> Material supplied:
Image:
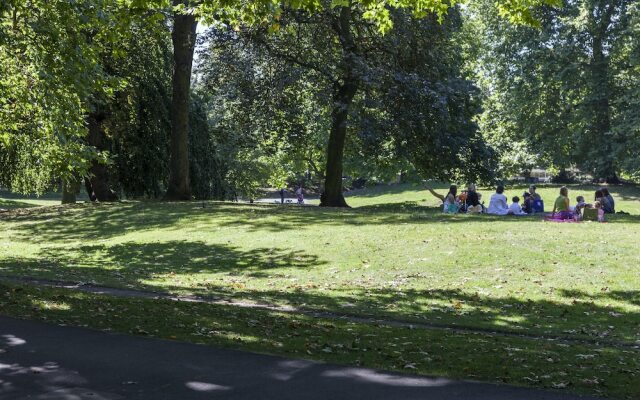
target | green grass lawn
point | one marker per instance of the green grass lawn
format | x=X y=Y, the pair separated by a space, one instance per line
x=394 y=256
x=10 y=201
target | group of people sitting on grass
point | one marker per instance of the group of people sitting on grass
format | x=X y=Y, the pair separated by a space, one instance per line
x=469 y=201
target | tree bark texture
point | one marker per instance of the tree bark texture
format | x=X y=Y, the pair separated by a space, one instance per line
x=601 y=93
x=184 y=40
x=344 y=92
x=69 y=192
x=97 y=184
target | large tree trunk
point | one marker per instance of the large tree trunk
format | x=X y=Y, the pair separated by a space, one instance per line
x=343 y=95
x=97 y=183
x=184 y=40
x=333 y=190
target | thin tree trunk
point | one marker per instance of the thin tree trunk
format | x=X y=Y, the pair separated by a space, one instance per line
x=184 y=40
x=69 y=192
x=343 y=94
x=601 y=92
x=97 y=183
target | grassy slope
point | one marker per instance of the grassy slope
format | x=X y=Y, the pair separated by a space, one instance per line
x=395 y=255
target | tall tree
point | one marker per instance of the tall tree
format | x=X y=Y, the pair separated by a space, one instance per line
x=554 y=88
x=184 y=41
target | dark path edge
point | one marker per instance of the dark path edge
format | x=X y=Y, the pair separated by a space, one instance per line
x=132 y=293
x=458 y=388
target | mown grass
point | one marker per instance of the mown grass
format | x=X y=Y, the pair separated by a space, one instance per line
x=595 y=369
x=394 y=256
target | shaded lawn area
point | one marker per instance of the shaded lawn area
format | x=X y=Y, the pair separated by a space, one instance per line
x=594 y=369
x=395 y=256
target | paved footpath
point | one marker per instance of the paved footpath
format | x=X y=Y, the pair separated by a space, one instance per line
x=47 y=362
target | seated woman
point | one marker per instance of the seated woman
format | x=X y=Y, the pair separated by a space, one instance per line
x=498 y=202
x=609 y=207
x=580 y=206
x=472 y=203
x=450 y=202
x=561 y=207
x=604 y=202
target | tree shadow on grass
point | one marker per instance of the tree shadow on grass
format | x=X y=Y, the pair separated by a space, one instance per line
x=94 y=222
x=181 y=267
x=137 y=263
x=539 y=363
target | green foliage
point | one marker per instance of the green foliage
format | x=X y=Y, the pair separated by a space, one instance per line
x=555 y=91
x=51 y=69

> Direction:
Can you write out the records again from the start up to and including the line with "x=469 y=201", keeping every line but raising each x and y coordinate by 147? Leave the pictures out.

> Solution for this task:
Image:
target | green grass lawn
point | one marker per instance of the green grass lawn
format | x=X y=Y, the pair separated by a space, one instance per line
x=541 y=403
x=157 y=348
target | group of people sitting on grass
point | one marker per instance of the group of people sitting on grass
format | x=X y=Y, the pair separated by a space, one instance per line
x=616 y=348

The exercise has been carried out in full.